**Assignment:** Below are the records; give again exactly the lines that run from the one with "Query: upper cabinet door" through the last line.

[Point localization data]
▽

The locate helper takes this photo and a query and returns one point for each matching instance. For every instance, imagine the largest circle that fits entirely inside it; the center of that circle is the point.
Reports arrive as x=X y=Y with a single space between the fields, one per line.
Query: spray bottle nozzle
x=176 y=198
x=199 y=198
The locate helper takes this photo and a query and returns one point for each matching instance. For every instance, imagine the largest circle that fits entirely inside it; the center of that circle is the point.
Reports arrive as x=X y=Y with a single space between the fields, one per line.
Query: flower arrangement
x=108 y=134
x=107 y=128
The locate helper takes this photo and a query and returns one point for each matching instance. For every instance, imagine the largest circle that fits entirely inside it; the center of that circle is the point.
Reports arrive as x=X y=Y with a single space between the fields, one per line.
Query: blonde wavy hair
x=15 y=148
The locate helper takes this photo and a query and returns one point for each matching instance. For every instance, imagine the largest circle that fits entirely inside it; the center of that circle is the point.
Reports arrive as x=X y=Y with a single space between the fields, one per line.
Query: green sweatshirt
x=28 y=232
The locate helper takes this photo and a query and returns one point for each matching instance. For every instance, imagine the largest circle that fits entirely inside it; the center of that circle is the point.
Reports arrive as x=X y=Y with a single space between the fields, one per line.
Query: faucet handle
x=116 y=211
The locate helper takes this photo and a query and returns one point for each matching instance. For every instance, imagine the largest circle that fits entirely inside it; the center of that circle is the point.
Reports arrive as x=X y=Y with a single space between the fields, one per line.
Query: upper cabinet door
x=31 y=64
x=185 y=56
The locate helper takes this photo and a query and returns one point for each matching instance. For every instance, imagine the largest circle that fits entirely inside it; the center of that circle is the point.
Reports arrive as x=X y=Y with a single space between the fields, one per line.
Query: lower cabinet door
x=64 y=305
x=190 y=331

△

**Exercise solution:**
Query: upper cabinet door
x=31 y=64
x=185 y=56
The locate helper takes this photo and a query and returns one point for each matching instance. For every instance, imagine the largest circle that fits entirely inside it; the center of that circle is the point.
Reports arrive as x=X y=Y with a single space between the fields, one per line.
Query: lower cabinet door
x=64 y=305
x=190 y=331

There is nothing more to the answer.